Task goal: Write out the stretch of lines below that begins at the line with "Where can the gray beard" and ends at the line with "Target: watch strap", including both, exactly as given and nothing more.

*** Extracted material ***

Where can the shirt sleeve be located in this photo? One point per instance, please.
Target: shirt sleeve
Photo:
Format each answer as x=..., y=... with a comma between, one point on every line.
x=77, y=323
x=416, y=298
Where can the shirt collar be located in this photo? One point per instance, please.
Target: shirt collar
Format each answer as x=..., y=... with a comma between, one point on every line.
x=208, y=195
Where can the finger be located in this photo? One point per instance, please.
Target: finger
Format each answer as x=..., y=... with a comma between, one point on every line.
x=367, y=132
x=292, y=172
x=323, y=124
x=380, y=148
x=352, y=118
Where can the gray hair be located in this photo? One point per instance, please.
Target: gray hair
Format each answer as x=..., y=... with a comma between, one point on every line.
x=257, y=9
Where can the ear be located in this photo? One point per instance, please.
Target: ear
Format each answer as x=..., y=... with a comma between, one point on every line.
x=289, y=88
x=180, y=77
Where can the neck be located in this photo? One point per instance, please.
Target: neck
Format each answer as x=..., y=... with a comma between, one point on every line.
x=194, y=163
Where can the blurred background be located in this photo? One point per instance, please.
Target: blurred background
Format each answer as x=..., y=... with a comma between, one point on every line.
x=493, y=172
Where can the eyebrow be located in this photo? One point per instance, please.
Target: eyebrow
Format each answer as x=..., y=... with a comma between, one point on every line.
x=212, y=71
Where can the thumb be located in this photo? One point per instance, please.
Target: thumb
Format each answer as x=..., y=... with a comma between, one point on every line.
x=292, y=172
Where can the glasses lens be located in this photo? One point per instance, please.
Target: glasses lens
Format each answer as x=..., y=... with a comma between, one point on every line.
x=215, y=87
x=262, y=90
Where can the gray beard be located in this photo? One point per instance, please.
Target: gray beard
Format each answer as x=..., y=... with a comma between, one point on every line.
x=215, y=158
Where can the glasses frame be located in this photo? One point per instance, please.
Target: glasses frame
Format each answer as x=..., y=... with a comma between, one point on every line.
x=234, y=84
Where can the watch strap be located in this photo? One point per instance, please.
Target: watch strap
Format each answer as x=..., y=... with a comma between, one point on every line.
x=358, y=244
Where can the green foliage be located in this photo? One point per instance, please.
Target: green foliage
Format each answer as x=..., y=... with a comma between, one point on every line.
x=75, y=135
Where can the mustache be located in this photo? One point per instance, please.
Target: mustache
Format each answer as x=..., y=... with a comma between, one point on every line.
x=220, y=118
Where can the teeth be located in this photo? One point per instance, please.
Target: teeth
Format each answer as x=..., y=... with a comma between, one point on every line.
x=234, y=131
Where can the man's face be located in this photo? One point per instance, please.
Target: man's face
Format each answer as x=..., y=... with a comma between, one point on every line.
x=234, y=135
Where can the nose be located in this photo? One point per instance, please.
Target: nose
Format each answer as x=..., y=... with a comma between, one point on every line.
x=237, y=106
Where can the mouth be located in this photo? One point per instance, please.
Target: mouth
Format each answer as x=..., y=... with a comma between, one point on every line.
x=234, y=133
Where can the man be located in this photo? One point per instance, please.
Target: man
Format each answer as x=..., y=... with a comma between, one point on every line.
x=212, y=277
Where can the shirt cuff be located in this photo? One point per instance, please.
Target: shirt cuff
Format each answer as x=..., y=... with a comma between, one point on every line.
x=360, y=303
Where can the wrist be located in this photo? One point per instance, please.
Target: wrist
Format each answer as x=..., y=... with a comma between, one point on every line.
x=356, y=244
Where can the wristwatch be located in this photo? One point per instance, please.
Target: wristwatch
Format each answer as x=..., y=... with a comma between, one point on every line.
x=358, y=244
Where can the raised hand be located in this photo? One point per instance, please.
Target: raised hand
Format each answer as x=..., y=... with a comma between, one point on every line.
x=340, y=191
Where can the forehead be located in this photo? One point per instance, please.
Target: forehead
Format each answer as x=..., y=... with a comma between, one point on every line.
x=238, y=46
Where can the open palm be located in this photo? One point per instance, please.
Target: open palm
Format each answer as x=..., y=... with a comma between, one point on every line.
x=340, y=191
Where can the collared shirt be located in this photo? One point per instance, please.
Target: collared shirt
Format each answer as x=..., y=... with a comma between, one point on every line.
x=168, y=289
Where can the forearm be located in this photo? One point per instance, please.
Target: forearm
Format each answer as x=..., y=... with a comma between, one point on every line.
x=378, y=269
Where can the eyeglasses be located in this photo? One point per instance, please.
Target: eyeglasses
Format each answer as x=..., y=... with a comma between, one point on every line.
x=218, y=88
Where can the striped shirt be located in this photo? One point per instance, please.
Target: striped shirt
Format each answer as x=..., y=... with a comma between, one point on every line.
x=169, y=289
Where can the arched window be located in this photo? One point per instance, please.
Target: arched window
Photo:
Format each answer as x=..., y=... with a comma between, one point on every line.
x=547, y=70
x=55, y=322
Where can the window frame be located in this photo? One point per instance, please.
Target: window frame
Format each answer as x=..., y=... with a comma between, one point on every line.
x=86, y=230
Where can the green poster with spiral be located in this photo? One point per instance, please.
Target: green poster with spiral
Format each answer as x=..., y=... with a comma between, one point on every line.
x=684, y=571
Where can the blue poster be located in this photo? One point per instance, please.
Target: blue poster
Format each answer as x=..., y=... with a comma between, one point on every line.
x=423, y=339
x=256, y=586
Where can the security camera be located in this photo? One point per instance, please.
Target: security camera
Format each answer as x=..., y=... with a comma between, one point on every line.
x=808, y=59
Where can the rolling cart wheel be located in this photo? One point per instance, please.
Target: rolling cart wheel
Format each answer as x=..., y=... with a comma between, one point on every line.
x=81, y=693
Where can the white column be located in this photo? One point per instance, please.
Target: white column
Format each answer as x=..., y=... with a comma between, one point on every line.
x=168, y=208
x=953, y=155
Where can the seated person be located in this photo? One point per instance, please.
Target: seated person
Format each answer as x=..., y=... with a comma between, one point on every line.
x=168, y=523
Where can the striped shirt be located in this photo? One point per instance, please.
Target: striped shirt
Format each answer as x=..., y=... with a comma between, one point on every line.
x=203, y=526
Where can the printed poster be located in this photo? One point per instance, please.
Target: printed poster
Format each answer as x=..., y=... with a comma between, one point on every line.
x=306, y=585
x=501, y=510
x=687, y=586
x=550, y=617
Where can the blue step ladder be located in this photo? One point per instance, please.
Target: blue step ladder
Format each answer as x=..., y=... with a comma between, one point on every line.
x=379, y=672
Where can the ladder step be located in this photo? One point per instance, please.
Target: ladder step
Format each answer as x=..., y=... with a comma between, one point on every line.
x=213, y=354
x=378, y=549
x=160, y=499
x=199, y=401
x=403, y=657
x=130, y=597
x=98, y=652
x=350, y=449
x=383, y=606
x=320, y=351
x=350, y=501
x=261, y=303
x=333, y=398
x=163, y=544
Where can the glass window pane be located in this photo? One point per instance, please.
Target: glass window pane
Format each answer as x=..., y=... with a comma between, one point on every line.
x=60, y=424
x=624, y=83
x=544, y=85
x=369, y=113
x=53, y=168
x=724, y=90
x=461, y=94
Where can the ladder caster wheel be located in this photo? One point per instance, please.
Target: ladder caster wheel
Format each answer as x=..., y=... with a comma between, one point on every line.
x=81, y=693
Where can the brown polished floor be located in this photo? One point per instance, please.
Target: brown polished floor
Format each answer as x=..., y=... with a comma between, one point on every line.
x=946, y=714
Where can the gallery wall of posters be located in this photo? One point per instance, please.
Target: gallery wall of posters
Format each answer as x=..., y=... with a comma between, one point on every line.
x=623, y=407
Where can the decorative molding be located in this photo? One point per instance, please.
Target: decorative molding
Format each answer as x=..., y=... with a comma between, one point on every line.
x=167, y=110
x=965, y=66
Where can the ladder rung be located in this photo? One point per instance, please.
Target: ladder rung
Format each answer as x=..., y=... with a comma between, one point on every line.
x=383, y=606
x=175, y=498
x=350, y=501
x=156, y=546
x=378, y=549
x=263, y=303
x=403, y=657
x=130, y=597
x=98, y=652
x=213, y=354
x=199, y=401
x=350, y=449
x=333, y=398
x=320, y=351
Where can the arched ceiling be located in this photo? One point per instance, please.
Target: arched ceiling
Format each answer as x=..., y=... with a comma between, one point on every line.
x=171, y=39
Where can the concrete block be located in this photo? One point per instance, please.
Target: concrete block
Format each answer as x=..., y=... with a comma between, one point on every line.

***

Your solution:
Where can the gray beard be located in this photo? One point per instance, please.
Target: gray beard
Format each answer as x=..., y=... with a comma between, one point on every line.
x=215, y=158
Where can the glasses frame be located in this photo? One point per instance, please.
Target: glasses frame
Format each answer as x=..., y=... with a comma between, one point on every line.
x=234, y=84
Where can the watch strap be located in this photo? One point per instance, please.
Target: watch strap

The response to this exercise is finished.